> _摘录文本_
笔者一直关注毒品合法化的进程,一方面与自己的媒体生涯有关,另一方面也有一些与个人有关的故事。五十多年前,随上海知青下乡去黑龙江兵团。驻地是大兴安岭脚下荒无人烟的地方,刚到就参加了一项神秘的劳动,每天早晨五点起床,全连一百多人到地里踏苗,但不知道种的是什么,而是用代号“一百号”称之,说是早晨多踏踩会使作物茁壮成长。那地方人烟稀少,隐蔽性强,大家都以执行保密任务而自豪。后来我调离这个连队,几个月后路过回连,只见那片地植株已高达两米,叶子呈银绿色,唯有几朵早开的花,或紫蓝色,或乳白色,在风中摇曳,煞是好看。后来才知道,这是国家严格管制下的麻醉药品生产:鸦片。那一大片土地,听说最后收成只是一大碗粘乎乎、黑又亮的东西。植秆和叶子本来是应该烧掉的,但是赶上连队有人集体食物中毒,上吐下泄,卫生员病急乱抓药,抱来一些秆和叶煮了一大锅汤,每人一碗,结果拉肚子治好了,全连人员却昏睡了两三天,把卫生员吓得手足无措。此事现在想起仍会后怕连连。鸦片,就这样给我上了人生第一课:它既能造福人类,也能祸害人类。

> _已知信息_
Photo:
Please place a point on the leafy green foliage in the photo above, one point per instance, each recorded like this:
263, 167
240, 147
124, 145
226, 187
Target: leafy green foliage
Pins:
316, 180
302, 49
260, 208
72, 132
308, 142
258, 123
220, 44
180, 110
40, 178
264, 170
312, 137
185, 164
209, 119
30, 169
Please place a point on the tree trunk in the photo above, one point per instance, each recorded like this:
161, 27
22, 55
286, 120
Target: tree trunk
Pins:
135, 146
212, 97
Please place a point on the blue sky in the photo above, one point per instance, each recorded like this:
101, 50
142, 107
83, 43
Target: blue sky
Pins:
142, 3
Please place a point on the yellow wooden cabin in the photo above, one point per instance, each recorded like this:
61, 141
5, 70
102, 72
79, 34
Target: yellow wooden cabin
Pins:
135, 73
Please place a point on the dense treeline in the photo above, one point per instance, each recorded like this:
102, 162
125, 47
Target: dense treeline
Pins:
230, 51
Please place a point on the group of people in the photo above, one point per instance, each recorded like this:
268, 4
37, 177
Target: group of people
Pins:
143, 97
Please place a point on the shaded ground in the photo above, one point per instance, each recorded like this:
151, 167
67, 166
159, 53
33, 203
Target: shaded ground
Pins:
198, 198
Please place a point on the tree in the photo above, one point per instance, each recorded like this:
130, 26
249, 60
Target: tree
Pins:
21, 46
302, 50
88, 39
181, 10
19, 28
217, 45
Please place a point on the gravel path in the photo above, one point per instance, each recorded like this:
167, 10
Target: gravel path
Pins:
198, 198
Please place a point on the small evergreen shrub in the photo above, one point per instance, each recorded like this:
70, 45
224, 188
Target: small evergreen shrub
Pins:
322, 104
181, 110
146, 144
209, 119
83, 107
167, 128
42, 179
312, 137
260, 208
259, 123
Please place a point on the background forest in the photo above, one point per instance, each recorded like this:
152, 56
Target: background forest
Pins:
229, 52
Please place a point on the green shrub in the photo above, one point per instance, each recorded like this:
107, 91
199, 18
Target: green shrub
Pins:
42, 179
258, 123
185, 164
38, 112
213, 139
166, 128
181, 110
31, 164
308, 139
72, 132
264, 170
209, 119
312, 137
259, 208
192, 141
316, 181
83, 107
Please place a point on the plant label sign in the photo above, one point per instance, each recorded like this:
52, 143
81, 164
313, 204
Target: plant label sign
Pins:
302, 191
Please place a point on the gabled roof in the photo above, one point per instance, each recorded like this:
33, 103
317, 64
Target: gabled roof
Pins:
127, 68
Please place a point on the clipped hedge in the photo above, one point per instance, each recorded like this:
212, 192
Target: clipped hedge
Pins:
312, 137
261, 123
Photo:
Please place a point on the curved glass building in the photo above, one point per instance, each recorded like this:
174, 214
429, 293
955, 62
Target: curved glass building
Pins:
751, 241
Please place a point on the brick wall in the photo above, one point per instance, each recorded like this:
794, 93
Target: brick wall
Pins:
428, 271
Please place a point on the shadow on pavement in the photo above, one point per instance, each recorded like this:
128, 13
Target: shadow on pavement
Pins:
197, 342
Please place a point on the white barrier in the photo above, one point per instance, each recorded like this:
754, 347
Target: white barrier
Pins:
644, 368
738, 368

> _题目要求_
根据这段文字作答:
(a)全连每天早晨几点起床去地里踏苗?
(b)当时人们用什么代号称呼所种的作物?
(c)全连人员喝了秆叶汤后昏睡了多长时间?
作答时只依据这段文字,不必参看各行。

> _参考答案_
(a)五点。
(b)"一百号"。
(c)两三天。